# Предложенный текст

После того первого вечера у меня почти всегда, когда мы у кого-то собирались, Булат пел, и каждый раз это было для меня необыкновенным праздником. Я готов был его слушать бесконечно.

Потом Окуджава стал выступать публично. Первый раз у нас в «Литературке», на одном из ставших постоянными то ли «вторнике», то ли «четверге» — не помню уже, в какой день недели устраивались эти культурные мероприятия для «своих» и избранных «посторонних». В тот вечер в наш небольшой конференц-зал на шестом этаже мы правдами и неправдами провели максимальное количество друзей и знакомых. Нам так хотелось поделиться с ними песнями Булата, одарить этим богатством, этим счастьем всех, кого только возможно. Все мы пытались тогда петь его песни — даже Наум Коржавин, которому на ухо наступил очень крупный медведь. Окуджаву стали все чаще и чаще приглашать в разные компании, клубы, дома. Песни его пошли нарасхват.

Правда, не всем сразу открылось, что перед ними высокое искусство, были люди, которым сам жанр казался сомнительным — для «телеграфистов» и «горничных». На следующий день после вечера в «Литературке», на котором выступал Окуджава, тогдашний заместитель главного редактора Валерий Алексеевич Косолапов спросил у меня: «Вы в самом деле считаете песни Булата Шалвовича настоящим искусством?» Нет, он не хотел изобличать Булата или меня в дурном вкусе, вопрос был задан вполне серьезно, — он был в некоторой растерянности: песни ему понравились, но смущало, что его впечатления расходились с его представлениями о серьезном искусстве.

# Исходные данные
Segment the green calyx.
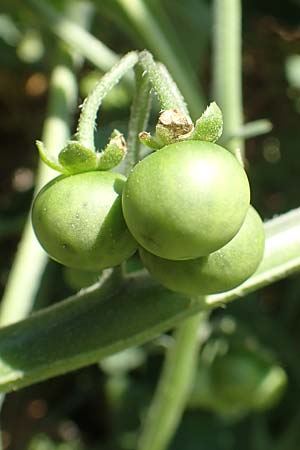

# Задание 1
Где, согласно тексту об Окуджаве, впервые прошло его публичное выступление?
# Задание 2
Перечислите все места, куда, по тексту об Окуджаве, его стали всё чаще приглашать.
# Задание 3
Чем, по тексту об Окуджаве, был вызван вопрос Косолапова о том, настоящее ли искусство песни Булата?
Материал не связан с текстом об Окуджаве и стоит отдельно.

# Ответ 1
В «Литературке», в небольшом конференц-зале на шестом этаже.

# Ответ 2
Разные компании, клубы, дома.

# Ответ 3
Косолапов был в растерянности: песни ему понравились, но его впечатления расходились с его представлениями о серьезном искусстве. Изобличать кого-либо в дурном вкусе он не хотел, вопрос был задан вполне серьезно.